§ Required task:
Leave out the pictures and copy the remaining records exactly.

Collected data
^^^^^^^^

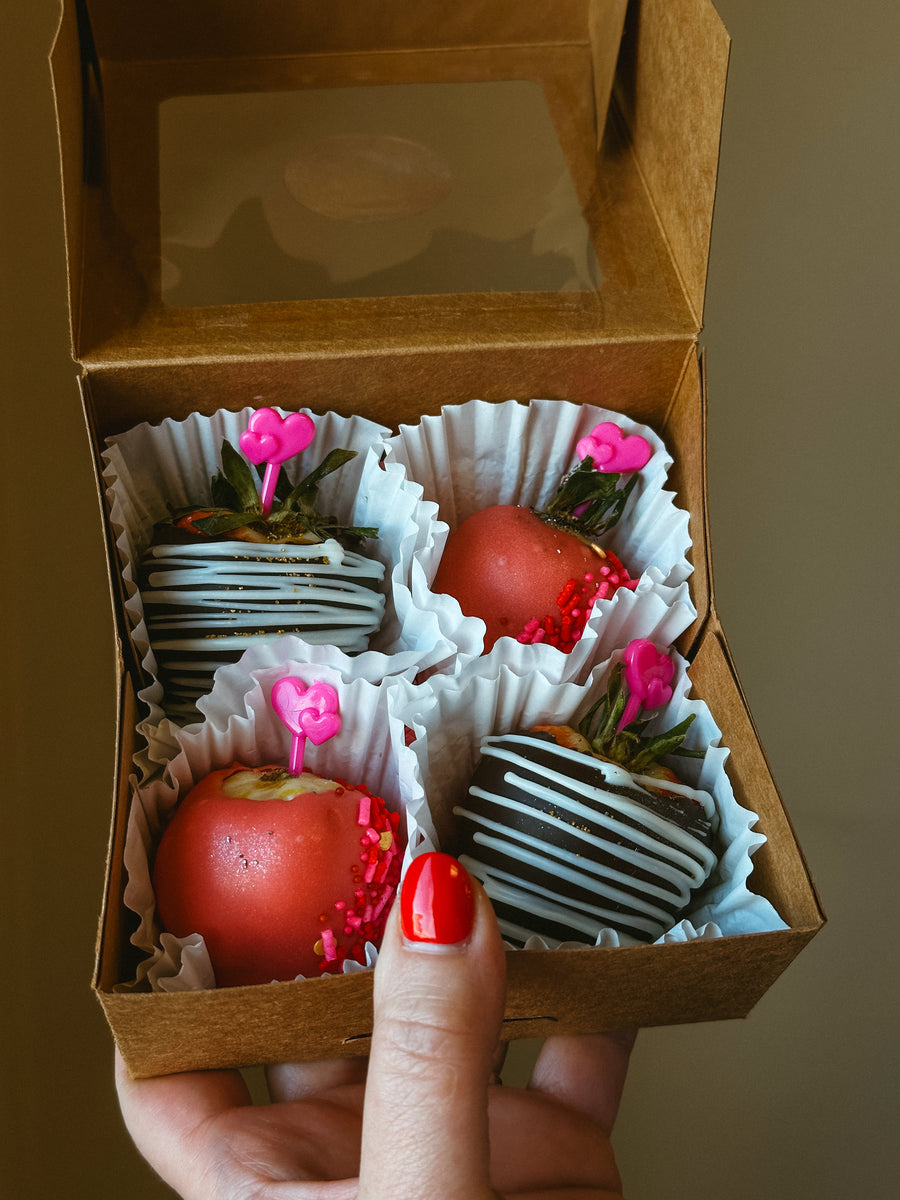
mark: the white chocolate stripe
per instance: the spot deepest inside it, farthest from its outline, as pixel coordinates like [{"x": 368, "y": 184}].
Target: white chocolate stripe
[
  {"x": 613, "y": 774},
  {"x": 546, "y": 905},
  {"x": 580, "y": 870},
  {"x": 688, "y": 853}
]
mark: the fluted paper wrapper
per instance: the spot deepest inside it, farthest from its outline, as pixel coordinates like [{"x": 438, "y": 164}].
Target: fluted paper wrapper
[
  {"x": 151, "y": 469},
  {"x": 456, "y": 712},
  {"x": 241, "y": 726},
  {"x": 480, "y": 454}
]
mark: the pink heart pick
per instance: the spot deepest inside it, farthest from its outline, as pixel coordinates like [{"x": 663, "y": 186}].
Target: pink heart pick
[
  {"x": 647, "y": 673},
  {"x": 270, "y": 437},
  {"x": 611, "y": 450},
  {"x": 307, "y": 712}
]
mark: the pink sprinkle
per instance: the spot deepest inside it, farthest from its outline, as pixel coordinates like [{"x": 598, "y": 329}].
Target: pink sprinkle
[
  {"x": 385, "y": 897},
  {"x": 328, "y": 943}
]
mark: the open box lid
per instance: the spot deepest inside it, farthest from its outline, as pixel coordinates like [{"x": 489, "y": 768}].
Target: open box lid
[{"x": 573, "y": 226}]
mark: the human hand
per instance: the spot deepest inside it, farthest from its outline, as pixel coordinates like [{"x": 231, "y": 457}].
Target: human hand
[{"x": 423, "y": 1117}]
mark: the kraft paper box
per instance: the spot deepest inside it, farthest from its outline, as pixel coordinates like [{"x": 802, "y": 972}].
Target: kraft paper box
[{"x": 529, "y": 213}]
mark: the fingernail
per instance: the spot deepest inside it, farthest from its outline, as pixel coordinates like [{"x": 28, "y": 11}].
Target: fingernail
[{"x": 436, "y": 903}]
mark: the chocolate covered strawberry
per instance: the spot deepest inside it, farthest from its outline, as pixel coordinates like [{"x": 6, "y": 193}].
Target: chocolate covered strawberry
[
  {"x": 256, "y": 563},
  {"x": 281, "y": 874},
  {"x": 282, "y": 871},
  {"x": 535, "y": 575},
  {"x": 577, "y": 829}
]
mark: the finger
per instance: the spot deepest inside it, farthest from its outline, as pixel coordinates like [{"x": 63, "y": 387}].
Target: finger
[
  {"x": 540, "y": 1145},
  {"x": 165, "y": 1114},
  {"x": 587, "y": 1073},
  {"x": 204, "y": 1138},
  {"x": 303, "y": 1080},
  {"x": 439, "y": 989}
]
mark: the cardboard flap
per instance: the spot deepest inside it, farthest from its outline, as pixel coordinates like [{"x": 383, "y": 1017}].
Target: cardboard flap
[
  {"x": 633, "y": 256},
  {"x": 670, "y": 88}
]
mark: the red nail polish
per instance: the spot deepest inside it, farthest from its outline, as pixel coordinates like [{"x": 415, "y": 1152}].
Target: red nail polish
[{"x": 436, "y": 903}]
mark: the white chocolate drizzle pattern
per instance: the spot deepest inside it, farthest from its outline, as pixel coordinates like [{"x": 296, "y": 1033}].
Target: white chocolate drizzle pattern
[
  {"x": 207, "y": 603},
  {"x": 557, "y": 850}
]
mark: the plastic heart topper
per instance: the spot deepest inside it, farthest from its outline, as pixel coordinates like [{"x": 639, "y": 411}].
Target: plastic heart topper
[
  {"x": 273, "y": 438},
  {"x": 611, "y": 450},
  {"x": 307, "y": 712},
  {"x": 647, "y": 673}
]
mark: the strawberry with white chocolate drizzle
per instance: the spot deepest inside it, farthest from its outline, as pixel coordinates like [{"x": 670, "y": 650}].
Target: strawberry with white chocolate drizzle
[{"x": 573, "y": 831}]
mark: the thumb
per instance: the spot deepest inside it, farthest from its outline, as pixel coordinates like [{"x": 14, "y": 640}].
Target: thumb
[{"x": 439, "y": 989}]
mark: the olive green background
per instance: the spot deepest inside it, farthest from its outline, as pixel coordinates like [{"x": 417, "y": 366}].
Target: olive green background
[{"x": 802, "y": 335}]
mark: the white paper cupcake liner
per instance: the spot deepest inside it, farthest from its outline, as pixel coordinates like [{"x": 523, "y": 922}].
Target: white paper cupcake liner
[
  {"x": 480, "y": 454},
  {"x": 150, "y": 469},
  {"x": 241, "y": 726},
  {"x": 454, "y": 713}
]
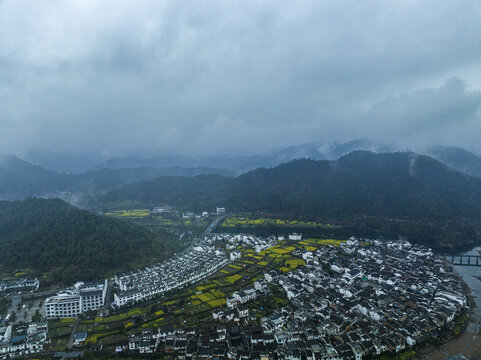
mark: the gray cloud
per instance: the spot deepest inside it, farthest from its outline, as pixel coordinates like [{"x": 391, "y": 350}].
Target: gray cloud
[{"x": 147, "y": 77}]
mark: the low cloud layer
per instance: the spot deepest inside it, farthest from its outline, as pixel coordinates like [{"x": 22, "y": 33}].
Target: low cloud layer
[{"x": 209, "y": 77}]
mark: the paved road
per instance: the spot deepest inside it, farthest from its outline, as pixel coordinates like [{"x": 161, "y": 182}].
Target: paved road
[
  {"x": 72, "y": 335},
  {"x": 212, "y": 226},
  {"x": 468, "y": 344},
  {"x": 108, "y": 300}
]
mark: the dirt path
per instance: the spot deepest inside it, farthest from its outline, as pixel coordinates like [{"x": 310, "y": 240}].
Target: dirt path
[{"x": 468, "y": 344}]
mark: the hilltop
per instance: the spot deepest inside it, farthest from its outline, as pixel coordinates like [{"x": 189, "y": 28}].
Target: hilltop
[{"x": 41, "y": 236}]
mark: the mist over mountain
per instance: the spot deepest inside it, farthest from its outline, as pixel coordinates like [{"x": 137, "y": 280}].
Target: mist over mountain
[
  {"x": 20, "y": 179},
  {"x": 407, "y": 193},
  {"x": 40, "y": 236}
]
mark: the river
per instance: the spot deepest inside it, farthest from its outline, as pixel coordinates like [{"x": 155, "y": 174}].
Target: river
[{"x": 468, "y": 274}]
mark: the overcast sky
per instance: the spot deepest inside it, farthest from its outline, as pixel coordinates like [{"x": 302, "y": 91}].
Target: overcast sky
[{"x": 209, "y": 77}]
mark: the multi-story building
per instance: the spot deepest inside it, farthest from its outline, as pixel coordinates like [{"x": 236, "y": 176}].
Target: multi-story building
[{"x": 72, "y": 302}]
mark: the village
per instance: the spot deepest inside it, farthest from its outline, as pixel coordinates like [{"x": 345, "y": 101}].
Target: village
[
  {"x": 388, "y": 297},
  {"x": 281, "y": 297}
]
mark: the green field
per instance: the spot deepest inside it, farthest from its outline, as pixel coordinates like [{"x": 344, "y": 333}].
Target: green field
[{"x": 245, "y": 221}]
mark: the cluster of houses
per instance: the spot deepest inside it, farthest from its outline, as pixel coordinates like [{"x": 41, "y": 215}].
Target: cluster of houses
[
  {"x": 191, "y": 265},
  {"x": 23, "y": 340},
  {"x": 71, "y": 302},
  {"x": 21, "y": 285},
  {"x": 348, "y": 302}
]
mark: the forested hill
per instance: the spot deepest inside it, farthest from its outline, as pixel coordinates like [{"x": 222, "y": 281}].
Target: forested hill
[
  {"x": 43, "y": 237},
  {"x": 361, "y": 183}
]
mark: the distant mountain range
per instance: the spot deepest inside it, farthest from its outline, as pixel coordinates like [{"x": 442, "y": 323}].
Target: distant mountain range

^^^^^^^^

§ Result below:
mark: the white chocolate stripe
per instance: the spot deepest inside it, farthest from its outline, as pixel coordinates like [{"x": 368, "y": 184}].
Target: white chocolate stripe
[
  {"x": 613, "y": 774},
  {"x": 546, "y": 905},
  {"x": 580, "y": 870},
  {"x": 688, "y": 853}
]
mark: the fluted paper wrapper
per instance: the spot deepest inside it, farthest from its outline, as pixel coordinates like [{"x": 438, "y": 164}].
Target: fluted paper wrapper
[
  {"x": 151, "y": 469},
  {"x": 456, "y": 712},
  {"x": 241, "y": 726},
  {"x": 480, "y": 454}
]
mark: the pink heart pick
per instance: the spot deepest inside it, farthest from its outline, as pixel coordinates like [{"x": 663, "y": 186}].
Target: pink heart pick
[
  {"x": 647, "y": 673},
  {"x": 270, "y": 437},
  {"x": 611, "y": 450},
  {"x": 307, "y": 712}
]
mark: the pink sprinkle
per instance: the spot deepest inside it, farthest from its outline, as pixel coordinates like [{"x": 598, "y": 329}].
Target: pink sprinkle
[
  {"x": 385, "y": 897},
  {"x": 328, "y": 943}
]
mark: the open box lid
per instance: the spot deepest inside it, farthest from its outline, as pixel coordinates like [{"x": 489, "y": 768}].
Target: open box lid
[{"x": 573, "y": 226}]
mark: the human hand
per instance: the spot deepest inside it, farthest from its outline, as pixel coordinates like [{"x": 231, "y": 457}].
Target: human hand
[{"x": 423, "y": 1117}]
mark: the kraft paper box
per instance: the spot deepest inside it, farthest from its outline, as pixel coordinates like [{"x": 802, "y": 972}].
Target: kraft paper box
[{"x": 529, "y": 213}]
mark: the fingernail
per instance: the spot deepest inside it, farthest from its outline, as pixel coordinates like [{"x": 28, "y": 11}].
Target: fingernail
[{"x": 436, "y": 903}]
mark: the chocolate covered strawberry
per instance: the spot deepest inside it, farthest from its outline, as pixel coordinates like [{"x": 6, "y": 193}].
Target: chocolate covered strawberry
[
  {"x": 256, "y": 563},
  {"x": 281, "y": 874},
  {"x": 282, "y": 871},
  {"x": 535, "y": 575},
  {"x": 577, "y": 829}
]
mark: the finger
per instance: the spot deepest inside it, farthest from its outline, as pixel coordinates like [{"x": 63, "y": 387}].
Target: finger
[
  {"x": 540, "y": 1145},
  {"x": 165, "y": 1114},
  {"x": 587, "y": 1073},
  {"x": 204, "y": 1138},
  {"x": 303, "y": 1080},
  {"x": 439, "y": 989}
]
mark: the cardboard flap
per instance: the spot deepest inside it, farthest from its outline, as pixel coordinates like [{"x": 383, "y": 1017}].
Target: cardboard flap
[
  {"x": 633, "y": 256},
  {"x": 670, "y": 88}
]
mark: the red nail polish
per instance: the spot deepest inside it, farthest from its outline, as pixel coordinates like [{"x": 415, "y": 1152}].
Target: red nail polish
[{"x": 436, "y": 903}]
mark: the white chocolate drizzle pattern
per instance: the spot deepest inside it, farthest from its outline, as pixel coordinates like [{"x": 296, "y": 1033}].
Target: white chocolate drizzle pattern
[
  {"x": 207, "y": 603},
  {"x": 557, "y": 850}
]
mark: the plastic heart topper
per instance: the spot deepest inside it, farthest from its outline, as pixel coordinates like [{"x": 639, "y": 411}].
Target: plastic heart topper
[
  {"x": 273, "y": 438},
  {"x": 611, "y": 450},
  {"x": 307, "y": 712},
  {"x": 647, "y": 673}
]
mark: the strawberry with white chocolate drizzle
per instance: the spot deepest inside it, farthest from its outline, as pixel coordinates like [{"x": 670, "y": 650}].
Target: strawberry with white chocolate drizzle
[{"x": 573, "y": 831}]
mark: the thumb
per instance: the spot deepest inside it, farthest from its outline, as pixel coordinates like [{"x": 14, "y": 640}].
Target: thumb
[{"x": 439, "y": 989}]
mark: the olive green background
per instance: the spot deepest inside it, farthest from its outline, as pixel coordinates like [{"x": 417, "y": 366}].
Target: olive green background
[{"x": 802, "y": 335}]
mark: the white paper cupcake liner
per instance: the spot deepest inside it, farthest from its outline, as pixel coordinates like [{"x": 523, "y": 922}].
Target: white paper cupcake liner
[
  {"x": 480, "y": 454},
  {"x": 150, "y": 469},
  {"x": 241, "y": 726},
  {"x": 454, "y": 713}
]
mark: the gray cloud
per instance: the spot deepest inside it, farthest from its outline, as pixel coordinates like [{"x": 391, "y": 350}].
Target: gray cloud
[{"x": 147, "y": 77}]
mark: the low cloud layer
per instance: the spot deepest inside it, farthest from its outline, as pixel coordinates like [{"x": 22, "y": 33}].
Target: low cloud layer
[{"x": 209, "y": 77}]
mark: the paved road
per instance: the spot deepest inside it, farthest from its outline, as pixel coordinates like [{"x": 161, "y": 182}].
Target: paved road
[
  {"x": 72, "y": 335},
  {"x": 212, "y": 226},
  {"x": 468, "y": 344},
  {"x": 108, "y": 300}
]
mark: the dirt path
per instance: the spot deepest inside it, farthest from its outline, as pixel coordinates like [{"x": 310, "y": 240}].
Target: dirt path
[{"x": 468, "y": 344}]
mark: the hilltop
per instance: the spot deepest inside it, farthest from its outline, as pixel coordinates like [{"x": 189, "y": 28}].
Target: hilltop
[{"x": 41, "y": 236}]
mark: the mist over mountain
per instance: the spot deepest inside it, farthest from its outline, as pixel coordinates like [{"x": 137, "y": 280}].
Target: mist over mountain
[
  {"x": 20, "y": 179},
  {"x": 407, "y": 193},
  {"x": 40, "y": 236}
]
mark: the river
per instance: the spot deepest inside it, farthest from its outline, as pixel coordinates like [{"x": 155, "y": 174}].
Target: river
[{"x": 468, "y": 274}]
mark: the overcast sky
per instance: the spot deepest inside it, farthest from its outline, as pixel coordinates like [{"x": 302, "y": 91}].
Target: overcast sky
[{"x": 209, "y": 77}]
mark: the multi-story building
per instance: the spot deepest inside it, farthest from its outline, as pixel coordinates like [{"x": 236, "y": 176}].
Target: multi-story building
[{"x": 72, "y": 302}]
mark: the village
per instance: the spot deepest inside it, farthest from its outline, as pixel coordinates like [{"x": 345, "y": 101}].
Target: village
[
  {"x": 388, "y": 297},
  {"x": 281, "y": 297}
]
mark: the green field
per instance: the spot deepest inside it, farthest from its outline, as pixel coordinates like [{"x": 344, "y": 333}].
Target: green field
[{"x": 245, "y": 221}]
mark: the cluster of houses
per instance: the spot deepest inside it, farthest from its outline, as pixel coordinates like [{"x": 41, "y": 215}].
Target: cluster of houses
[
  {"x": 191, "y": 265},
  {"x": 23, "y": 340},
  {"x": 71, "y": 302},
  {"x": 21, "y": 285},
  {"x": 348, "y": 302}
]
mark: the forested hill
per instance: the spot deepest inside it, farthest from its outline, as pixel coordinates like [{"x": 222, "y": 281}].
Target: forested hill
[
  {"x": 43, "y": 237},
  {"x": 361, "y": 183}
]
mark: the distant mountain range
per instance: the spot deepest inside it, farthest from its outline, as pixel coordinates like [{"x": 442, "y": 323}].
Target: distant mountain range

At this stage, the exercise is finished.